Entries taken from a collection
****************************************
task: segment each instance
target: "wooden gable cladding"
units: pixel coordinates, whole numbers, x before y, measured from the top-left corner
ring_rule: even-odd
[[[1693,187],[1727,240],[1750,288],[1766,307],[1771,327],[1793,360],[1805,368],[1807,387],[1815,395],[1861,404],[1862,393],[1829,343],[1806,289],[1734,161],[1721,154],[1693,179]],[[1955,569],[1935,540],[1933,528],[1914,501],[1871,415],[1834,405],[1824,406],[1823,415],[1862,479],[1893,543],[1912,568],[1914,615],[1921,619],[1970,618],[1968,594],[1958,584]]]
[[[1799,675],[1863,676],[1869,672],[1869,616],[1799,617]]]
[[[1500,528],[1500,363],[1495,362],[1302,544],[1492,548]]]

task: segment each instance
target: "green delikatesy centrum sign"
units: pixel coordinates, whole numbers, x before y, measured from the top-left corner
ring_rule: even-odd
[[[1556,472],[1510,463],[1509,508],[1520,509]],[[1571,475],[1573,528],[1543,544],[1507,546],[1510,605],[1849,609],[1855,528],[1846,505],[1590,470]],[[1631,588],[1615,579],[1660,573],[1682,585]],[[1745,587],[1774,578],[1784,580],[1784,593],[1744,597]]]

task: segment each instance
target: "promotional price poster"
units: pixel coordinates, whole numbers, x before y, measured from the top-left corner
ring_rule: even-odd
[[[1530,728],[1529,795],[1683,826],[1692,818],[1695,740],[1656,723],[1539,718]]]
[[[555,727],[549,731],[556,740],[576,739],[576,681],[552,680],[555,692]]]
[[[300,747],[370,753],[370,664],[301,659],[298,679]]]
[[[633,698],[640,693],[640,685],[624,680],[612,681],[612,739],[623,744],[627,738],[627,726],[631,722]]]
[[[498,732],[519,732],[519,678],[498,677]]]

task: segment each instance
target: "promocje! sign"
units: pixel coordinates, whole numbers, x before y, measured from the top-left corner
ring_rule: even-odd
****************************************
** Task brief **
Show the lines above with "sign".

** Problem solution **
target: "green delikatesy centrum sign"
target: "promocje! sign"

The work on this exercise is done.